::: Selected extract :::
Constitutional Government During a Pandemic

Melbourne Law School COVID-19 and Law Expert Panel series: "Constitutional Government During a Pandemic"

Abstract:

Melbourne Law School presents the Covid-19 and Law Expert Panel series. This "Constitutional Government During a Pandemic" webinar features Professor Joo-Cheong Tham, Professor Michael Crommelin and Professor Emeritus Cheryl Saunders AO, and was facilitated by Professor Adrienne Stone.

Speaker:

Joo-Cheong Tham is a Professor at Melbourne Law School and has taught at the law schools of Victoria University and La Trobe University. His research spans the fields of labour law and public law with a focus on law and democracy; and the regulation of precarious work. He has also undertaken considerable research into counter-terrorism laws. He has published more than 40 refereed articles and book chapters, edited two collections and produced three monographs including Money and Politics: The Democracy We Can’t Afford (2010, UNSW Press). In 2012, Joo-Cheong became the inaugural Director of the Electoral Regulation Research Network.
::: Stored data :::
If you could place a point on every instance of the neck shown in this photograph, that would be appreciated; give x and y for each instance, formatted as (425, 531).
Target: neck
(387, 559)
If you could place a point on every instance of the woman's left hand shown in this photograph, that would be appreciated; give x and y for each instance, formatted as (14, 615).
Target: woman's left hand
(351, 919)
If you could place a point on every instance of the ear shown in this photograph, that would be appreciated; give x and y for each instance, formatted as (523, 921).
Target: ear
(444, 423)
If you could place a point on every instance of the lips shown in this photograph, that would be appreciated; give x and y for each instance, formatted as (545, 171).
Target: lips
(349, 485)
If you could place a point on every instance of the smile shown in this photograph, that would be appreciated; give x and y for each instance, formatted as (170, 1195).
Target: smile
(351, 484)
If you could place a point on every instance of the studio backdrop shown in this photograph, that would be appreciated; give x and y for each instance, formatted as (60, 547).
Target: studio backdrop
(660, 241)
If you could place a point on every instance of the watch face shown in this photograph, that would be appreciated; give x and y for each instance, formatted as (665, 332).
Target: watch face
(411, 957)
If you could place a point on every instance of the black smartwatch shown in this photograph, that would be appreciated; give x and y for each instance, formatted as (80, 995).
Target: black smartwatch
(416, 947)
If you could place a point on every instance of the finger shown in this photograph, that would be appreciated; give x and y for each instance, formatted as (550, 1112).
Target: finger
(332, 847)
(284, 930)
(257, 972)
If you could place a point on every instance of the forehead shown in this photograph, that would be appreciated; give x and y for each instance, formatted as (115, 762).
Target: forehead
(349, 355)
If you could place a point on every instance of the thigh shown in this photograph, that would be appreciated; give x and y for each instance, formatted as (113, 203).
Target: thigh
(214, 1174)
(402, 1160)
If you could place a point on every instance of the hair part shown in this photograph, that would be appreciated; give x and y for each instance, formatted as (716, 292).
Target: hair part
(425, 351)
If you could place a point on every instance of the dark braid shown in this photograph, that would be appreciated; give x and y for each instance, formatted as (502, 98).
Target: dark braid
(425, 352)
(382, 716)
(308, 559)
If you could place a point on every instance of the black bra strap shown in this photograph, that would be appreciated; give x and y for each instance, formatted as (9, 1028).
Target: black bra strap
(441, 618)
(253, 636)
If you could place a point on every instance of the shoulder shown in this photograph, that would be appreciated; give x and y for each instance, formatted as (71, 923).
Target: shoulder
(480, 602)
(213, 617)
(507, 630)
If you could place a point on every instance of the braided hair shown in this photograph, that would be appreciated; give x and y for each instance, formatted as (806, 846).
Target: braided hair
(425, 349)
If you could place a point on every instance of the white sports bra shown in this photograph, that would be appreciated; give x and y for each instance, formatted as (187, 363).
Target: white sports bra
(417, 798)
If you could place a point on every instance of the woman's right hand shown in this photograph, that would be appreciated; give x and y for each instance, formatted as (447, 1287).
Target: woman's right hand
:::
**Your tasks**
a) Answer these questions about the panel webinar page:
(i) Who facilitated the webinar?
(ii) Besides Melbourne Law School, at which universities' law schools has Joo-Cheong Tham taught?
(iii) What role did he take on in 2012?
b) Write the next part of the webinar page on constitutional government during a pandemic, picking up after its last sentence.
The records have nothing to do with the text.

**Responses to the exercise**
a)
(i) Professor Adrienne Stone
(ii) Victoria University and La Trobe University
(iii) Inaugural Director of the Electoral Regulation Research Network

b)
Professor Michael Crommelin is Zelman Cowen Professor of Law and Director of Studies, Energy and Resources Law in the Melbourne Law School at the University of Melbourne.  He was Dean of the Melbourne Law School from 1989 to 2002, from 2003 until 2007, and in 2010. He was admitted as an Australian lawyer in 1969, has been a member of the American Law Institute since 1998, and was elected a fellow of the Australian Academy of Law in 2010. He has served on committees of legal professional bodies including the Council of the Section on Energy and Resources Law of the International Bar Association and the Resources, Energy and Environment Law Committee of the Law Council of Australia. In 1976 he was a foundation member of AMPLA, a not-for-profit professional organisation for energy and resources lawyers, was its president in 1985-6, and is now a life member. In 2009 he was appointed an Officer in the General Division of the Order of Australia for service to the law and legal education.

Professor Cheryl Saunders has specialist interests in Australian and comparative public law, including comparative constitutional law and method, intergovernmental relations and constitutional design and change. She is a President Emeritus of the International Association of Constitutional Law, a former President of the International Association of Centres for Federal Studies, a former President of the Administrative Review Council of Australia and a senior technical advisor to the Constitution Building program of International IDEA. She has held visiting positions in law schools in many parts of the world and is an officer of the Order of Australia and a Chevalier dans l'Ordre National de la Legion d'Honneur of France. Cheryl Saunders has specialist interests in constitutional law and comparative public law, including federalism and intergovernmental relations and constitutional design and change, on all of which she has written widely. She has published The Australian Constitution: A Contextual Analysis (Hart Publishing, 2011) and is presently working on a monograph on comparative constitutional law.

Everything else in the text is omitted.